## EXCERPTED TEXT
Understanding Delayed Muscle Soreness

If you exercise properly, you are supposed to work hard enough to damage your muscles so they feel sore on the next day. This is called delayed-onset muscle soreness. You should then exercise at reduced intensity for as many days as it takes for the soreness to go away.

An article from St Mary’s University College in New Zealand reviews scientific studies on exercise-induced muscle damage (Sports Medicine, December 2008). When muscles feel sore from exercise, they are swollen and leak proteins from inside their cells into the bloodstream, and they cannot generate their usual force. You really have no choice. You must put far less pressure on sore muscles or you will injure them, delaying recovery and your ability to exercise intensely again.

Sore muscles heal faster if you take the next day off, but exercising gently during recovery will make your muscles more fibrous so they can withstand more pressure when you take your next intense workout.

Eating foods with protein and sugar within four hours after you finish a hard workout helps muscles recover faster. The sugar raises insulin levels which helps to drive protein into the muscle cells to promote healing.

Aspirin and nonsteroidals such as ibuprofin may help reduce muscle soreness, but they can delay healing. Stretching and massage make your muscles feel better but there is little evidence that they make you recover faster. Studies of electrical muscle stimulation and cold therapy (ice packs) are so inconsistent that most exercise researchers do not recommend them. On the other hand, virtually everyone agrees that each bout of intense, muscle-damaging exercise followed by reduced intensity exercise makes muscles stronger.

(Stored entries)

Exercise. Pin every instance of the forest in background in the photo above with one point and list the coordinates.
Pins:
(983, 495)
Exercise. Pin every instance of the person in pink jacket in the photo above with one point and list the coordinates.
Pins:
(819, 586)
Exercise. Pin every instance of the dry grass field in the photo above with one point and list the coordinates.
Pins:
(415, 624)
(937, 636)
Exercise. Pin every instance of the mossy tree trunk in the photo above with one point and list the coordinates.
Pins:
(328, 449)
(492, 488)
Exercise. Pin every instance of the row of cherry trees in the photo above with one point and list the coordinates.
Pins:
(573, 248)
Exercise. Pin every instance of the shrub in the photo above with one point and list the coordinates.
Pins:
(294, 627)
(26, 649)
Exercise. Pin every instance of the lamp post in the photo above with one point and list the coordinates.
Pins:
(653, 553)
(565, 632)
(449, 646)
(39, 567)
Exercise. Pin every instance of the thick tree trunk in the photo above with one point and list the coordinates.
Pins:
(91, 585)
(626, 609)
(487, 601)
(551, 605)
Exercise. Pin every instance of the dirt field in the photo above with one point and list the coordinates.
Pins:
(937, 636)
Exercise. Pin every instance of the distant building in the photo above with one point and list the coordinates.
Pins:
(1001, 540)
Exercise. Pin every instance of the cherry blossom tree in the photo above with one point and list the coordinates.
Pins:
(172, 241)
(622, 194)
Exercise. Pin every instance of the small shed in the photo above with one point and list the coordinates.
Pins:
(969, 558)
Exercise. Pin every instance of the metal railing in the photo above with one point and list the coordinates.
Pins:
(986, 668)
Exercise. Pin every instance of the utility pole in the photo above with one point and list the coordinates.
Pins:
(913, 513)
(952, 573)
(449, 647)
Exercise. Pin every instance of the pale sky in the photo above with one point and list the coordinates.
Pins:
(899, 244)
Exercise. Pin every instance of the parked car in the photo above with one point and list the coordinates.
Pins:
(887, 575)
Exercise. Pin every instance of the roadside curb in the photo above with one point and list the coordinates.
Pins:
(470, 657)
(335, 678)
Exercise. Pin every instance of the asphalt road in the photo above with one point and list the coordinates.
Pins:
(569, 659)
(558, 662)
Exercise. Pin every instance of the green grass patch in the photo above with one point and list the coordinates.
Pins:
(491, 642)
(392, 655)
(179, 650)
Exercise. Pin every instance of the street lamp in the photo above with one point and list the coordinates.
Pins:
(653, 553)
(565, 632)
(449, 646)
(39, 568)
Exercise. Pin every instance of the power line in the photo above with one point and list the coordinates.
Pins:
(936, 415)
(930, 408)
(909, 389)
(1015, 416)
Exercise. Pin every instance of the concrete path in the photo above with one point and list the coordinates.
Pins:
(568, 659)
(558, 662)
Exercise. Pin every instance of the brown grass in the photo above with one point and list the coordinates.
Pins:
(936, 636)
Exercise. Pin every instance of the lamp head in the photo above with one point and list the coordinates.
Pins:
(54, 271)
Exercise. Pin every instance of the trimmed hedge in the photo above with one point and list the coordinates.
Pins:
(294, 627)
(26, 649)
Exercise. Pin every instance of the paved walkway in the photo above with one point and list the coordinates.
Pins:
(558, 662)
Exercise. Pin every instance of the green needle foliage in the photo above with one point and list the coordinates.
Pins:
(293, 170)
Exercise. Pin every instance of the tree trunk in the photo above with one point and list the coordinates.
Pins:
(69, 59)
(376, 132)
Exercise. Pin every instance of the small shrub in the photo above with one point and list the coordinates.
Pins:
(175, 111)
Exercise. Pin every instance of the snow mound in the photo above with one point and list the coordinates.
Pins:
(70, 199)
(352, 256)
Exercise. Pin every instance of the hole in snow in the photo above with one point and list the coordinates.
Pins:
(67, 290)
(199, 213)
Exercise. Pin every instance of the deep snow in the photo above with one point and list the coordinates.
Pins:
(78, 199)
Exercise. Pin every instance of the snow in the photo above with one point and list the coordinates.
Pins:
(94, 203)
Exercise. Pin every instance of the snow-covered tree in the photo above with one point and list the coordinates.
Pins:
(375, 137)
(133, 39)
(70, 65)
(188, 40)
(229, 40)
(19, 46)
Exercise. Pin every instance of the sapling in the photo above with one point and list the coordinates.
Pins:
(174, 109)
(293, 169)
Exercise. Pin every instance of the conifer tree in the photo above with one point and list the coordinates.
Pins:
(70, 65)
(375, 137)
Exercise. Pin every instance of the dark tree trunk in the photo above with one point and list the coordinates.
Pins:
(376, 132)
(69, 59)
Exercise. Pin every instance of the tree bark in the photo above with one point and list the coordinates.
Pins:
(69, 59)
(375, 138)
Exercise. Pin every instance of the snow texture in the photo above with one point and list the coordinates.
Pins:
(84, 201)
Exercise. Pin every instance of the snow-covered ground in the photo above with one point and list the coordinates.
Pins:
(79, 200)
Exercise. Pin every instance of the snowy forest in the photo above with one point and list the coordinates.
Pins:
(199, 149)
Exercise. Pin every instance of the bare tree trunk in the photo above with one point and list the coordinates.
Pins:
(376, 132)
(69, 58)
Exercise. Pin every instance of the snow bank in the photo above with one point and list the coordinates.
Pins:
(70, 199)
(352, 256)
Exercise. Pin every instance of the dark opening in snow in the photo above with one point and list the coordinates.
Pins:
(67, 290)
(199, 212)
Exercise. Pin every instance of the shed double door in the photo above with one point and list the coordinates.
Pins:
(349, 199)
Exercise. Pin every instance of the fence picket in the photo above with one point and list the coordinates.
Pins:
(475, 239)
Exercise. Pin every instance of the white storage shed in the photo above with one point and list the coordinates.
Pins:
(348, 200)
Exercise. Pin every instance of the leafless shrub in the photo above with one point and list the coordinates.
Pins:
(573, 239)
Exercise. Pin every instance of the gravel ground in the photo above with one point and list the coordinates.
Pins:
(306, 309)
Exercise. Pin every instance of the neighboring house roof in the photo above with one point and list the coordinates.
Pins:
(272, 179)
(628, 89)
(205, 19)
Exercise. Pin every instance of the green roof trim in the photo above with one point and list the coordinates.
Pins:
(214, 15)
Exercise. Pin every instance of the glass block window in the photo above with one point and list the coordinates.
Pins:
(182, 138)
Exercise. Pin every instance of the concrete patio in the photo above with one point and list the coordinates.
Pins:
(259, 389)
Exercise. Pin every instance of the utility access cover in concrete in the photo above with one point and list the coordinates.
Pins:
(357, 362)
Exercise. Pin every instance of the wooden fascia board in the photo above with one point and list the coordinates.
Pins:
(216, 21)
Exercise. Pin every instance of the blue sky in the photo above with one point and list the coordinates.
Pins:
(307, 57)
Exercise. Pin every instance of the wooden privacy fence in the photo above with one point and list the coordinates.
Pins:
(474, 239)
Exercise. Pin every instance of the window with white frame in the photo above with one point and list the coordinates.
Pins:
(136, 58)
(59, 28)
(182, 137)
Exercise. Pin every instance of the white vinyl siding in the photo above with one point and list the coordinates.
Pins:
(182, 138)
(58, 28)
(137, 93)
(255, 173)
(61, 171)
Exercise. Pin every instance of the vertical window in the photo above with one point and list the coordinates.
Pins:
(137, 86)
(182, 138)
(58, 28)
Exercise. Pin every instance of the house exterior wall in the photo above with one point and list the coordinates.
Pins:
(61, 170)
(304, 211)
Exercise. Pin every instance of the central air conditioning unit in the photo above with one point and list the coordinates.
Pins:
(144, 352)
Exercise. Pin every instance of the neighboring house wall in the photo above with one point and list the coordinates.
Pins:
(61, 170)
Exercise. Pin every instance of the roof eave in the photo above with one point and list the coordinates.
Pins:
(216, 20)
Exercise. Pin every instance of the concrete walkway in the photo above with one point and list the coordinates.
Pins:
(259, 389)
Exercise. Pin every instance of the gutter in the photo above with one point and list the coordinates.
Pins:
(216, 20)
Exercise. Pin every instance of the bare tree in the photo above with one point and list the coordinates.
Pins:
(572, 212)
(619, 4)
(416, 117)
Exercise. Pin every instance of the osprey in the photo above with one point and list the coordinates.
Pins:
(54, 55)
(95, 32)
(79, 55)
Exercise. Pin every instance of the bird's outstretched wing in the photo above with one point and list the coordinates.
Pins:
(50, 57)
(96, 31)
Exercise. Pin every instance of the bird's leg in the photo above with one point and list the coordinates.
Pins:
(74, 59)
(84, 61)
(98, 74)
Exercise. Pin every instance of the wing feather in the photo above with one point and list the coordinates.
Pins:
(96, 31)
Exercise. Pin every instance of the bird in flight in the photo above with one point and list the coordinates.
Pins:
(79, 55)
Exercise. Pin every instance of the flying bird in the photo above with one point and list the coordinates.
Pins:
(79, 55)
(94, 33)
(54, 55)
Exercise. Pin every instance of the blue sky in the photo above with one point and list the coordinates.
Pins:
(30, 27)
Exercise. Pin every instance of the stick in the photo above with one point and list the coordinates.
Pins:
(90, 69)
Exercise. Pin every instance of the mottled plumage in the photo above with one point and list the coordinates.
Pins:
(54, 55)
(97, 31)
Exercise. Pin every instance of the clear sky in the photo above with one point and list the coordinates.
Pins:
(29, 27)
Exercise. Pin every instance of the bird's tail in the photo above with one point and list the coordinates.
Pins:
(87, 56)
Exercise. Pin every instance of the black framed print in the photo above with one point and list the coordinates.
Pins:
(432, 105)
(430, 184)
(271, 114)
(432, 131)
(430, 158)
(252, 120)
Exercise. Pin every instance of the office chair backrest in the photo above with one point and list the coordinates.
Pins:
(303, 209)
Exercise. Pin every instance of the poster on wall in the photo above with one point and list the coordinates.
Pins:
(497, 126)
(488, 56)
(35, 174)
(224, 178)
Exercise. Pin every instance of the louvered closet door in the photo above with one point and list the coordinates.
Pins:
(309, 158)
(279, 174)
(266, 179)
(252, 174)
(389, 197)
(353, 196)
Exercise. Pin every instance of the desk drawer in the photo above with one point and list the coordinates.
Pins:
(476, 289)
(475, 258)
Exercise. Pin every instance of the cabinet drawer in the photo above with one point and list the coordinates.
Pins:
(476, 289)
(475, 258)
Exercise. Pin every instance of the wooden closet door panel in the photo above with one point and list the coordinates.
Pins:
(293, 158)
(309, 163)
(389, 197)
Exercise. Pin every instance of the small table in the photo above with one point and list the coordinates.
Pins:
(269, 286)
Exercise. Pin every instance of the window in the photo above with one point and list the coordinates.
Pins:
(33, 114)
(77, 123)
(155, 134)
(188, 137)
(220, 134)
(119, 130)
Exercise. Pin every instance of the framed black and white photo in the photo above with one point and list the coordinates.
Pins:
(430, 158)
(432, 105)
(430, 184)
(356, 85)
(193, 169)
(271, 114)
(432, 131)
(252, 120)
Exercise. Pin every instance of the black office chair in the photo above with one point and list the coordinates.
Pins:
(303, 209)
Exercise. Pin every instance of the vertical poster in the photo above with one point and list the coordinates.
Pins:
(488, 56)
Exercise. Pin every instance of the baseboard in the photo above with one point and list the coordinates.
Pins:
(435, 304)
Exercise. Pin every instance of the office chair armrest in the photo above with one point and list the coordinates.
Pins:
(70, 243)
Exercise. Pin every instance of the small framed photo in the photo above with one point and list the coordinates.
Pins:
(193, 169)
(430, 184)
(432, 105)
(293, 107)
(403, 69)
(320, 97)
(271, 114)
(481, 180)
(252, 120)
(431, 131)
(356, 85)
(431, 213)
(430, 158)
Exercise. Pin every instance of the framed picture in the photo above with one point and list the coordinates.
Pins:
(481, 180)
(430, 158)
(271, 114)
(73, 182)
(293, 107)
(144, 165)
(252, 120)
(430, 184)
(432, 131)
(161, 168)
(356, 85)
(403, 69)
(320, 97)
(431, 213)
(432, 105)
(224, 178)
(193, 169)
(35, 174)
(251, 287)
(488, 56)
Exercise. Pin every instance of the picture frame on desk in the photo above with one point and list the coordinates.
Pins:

## WORK TASK A
Does the muscle soreness text agree with each statement? (i) Sore muscles heal faster if you exercise gently the next day. (ii) Eating foods with protein and sugar within four hours after a hard workout helps muscles recover faster. (iii) Stretching and massage have been shown to speed recovery. For each, answer yes or no and quote the deciding words.
## WORK TASK B
Copy the muscle soreness text from "If you exercise" up to and including "exercise intensely again.".
Rely only on the muscle soreness text.

## EXPECTED ANSWER A
(i) No: "Sore muscles heal faster if you take the next day off"
(ii) Yes: "Eating foods with protein and sugar within four hours after you finish a hard workout helps muscles recover faster."
(iii) No: "there is little evidence that they make you recover faster"

## EXPECTED ANSWER B
If you exercise properly, you are supposed to work hard enough to damage your muscles so they feel sore on the next day. This is called delayed-onset muscle soreness. You should then exercise at reduced intensity for as many days as it takes for the soreness to go away.

An article from St Mary’s University College in New Zealand reviews scientific studies on exercise-induced muscle damage (Sports Medicine, December 2008). When muscles feel sore from exercise, they are swollen and leak proteins from inside their cells into the bloodstream, and they cannot generate their usual force. You really have no choice. You must put far less pressure on sore muscles or you will injure them, delaying recovery and your ability to exercise intensely again.